Extrait fourni:
BENJAMIN POREE, « TRILOGIE DU REVOIR » : LE TEMPS COMME ELLIPSE
FESTIVAL D’AVIGNON 2015 : Trilogie du Revoir – de Botho Strauss – Mise en scène de Benjamin Porée – Création au Festival d’Avignon – 21 au 25 juillet 2015 – Gymnase Aubanel.
Le temps comme ellipse
Monter Trilogie du Revoir de Botho Strauss est une entreprise gigantesque, c’est en effet, avant toute chose, en défaire avec un texte aux significations souterraines qui s’entremêlent pour se rejoindre parfois ou se contredire.
Qu’est-ce que cela interroge intrinsèquement? Les rapports superficiels comme pansements/placebo aux blessures réelles restées enfouies? La futilité des rapports, la peur de la critique? La peur de vivre, d’être face à soi-même, ou la peur de disparaître ?
La Trilogie du Revoir de Benjamin Porée est une suite de moments entrecoupés, de saynètes dissociées qui au fur et à mesure prennent sens ensemble, tissent le fil d’une histoire – disons de plusieurs histoires – et créent finalement une logique narrative. Une logique de la discontinuité et de l’incohésion. C’est ce qu’affirme le personnage Moritz, autour de qui sont rassemblés ces amis pour assister à l’ouverture de sa nouvelle exposition : pourquoi chercherait-il une cohésion dans la mise en espace d’œuvres d’art si le monde lui-même n’en contient aucune. Sa vision correspond à celle que le monde lui renvoie de lui-même et des rapports entre hommes : infondés, perdant facilement leur incohérence, mouvants.

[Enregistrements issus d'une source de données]

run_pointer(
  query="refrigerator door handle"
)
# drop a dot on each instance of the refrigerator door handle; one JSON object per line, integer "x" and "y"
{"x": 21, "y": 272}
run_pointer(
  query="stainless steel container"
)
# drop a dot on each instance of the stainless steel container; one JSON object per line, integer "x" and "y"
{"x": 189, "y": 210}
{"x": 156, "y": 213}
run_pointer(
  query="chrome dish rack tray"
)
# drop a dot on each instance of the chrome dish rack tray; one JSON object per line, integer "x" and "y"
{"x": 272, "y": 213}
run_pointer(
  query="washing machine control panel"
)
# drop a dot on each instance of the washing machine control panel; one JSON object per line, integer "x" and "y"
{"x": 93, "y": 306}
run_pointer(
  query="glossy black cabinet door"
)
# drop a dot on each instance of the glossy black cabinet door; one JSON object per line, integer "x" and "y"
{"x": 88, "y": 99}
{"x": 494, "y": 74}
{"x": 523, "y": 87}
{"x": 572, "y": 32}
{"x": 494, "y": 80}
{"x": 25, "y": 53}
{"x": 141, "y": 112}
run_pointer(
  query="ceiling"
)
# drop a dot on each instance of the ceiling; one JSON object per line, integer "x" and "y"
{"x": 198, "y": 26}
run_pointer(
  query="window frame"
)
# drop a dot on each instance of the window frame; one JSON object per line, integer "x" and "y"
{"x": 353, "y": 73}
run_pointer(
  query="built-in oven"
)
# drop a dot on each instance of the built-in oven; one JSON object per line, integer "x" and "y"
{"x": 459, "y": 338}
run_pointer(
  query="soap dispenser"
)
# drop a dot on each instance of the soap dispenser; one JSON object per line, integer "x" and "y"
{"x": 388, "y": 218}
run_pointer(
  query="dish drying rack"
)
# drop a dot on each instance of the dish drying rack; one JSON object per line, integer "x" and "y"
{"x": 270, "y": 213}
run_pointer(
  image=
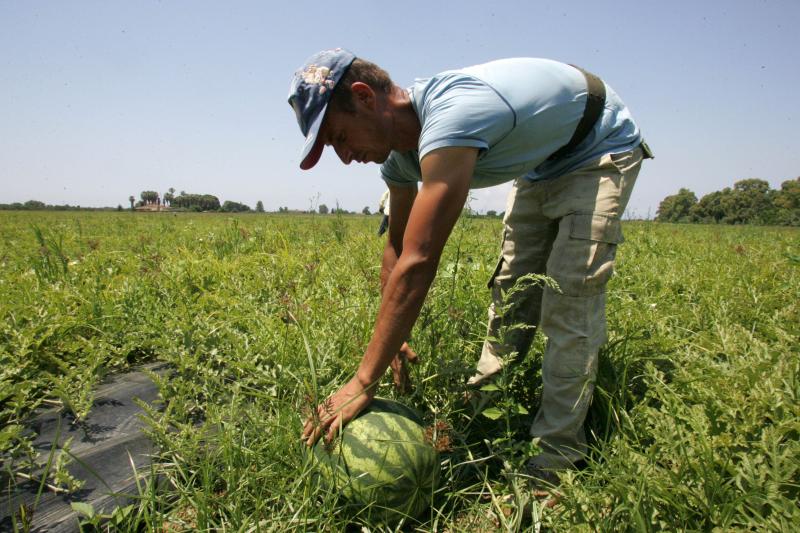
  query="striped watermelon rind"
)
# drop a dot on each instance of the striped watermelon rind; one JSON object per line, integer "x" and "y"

Consigne:
Retranscrivez à l'identique le passage de l'extrait fourni qui commence par « Qu’est-ce que cela » et se poursuit jusqu'à « de disparaître ? ». Ce matériel ne sert pas ici.

Solution:
Qu’est-ce que cela interroge intrinsèquement? Les rapports superficiels comme pansements/placebo aux blessures réelles restées enfouies? La futilité des rapports, la peur de la critique? La peur de vivre, d’être face à soi-même, ou la peur de disparaître ?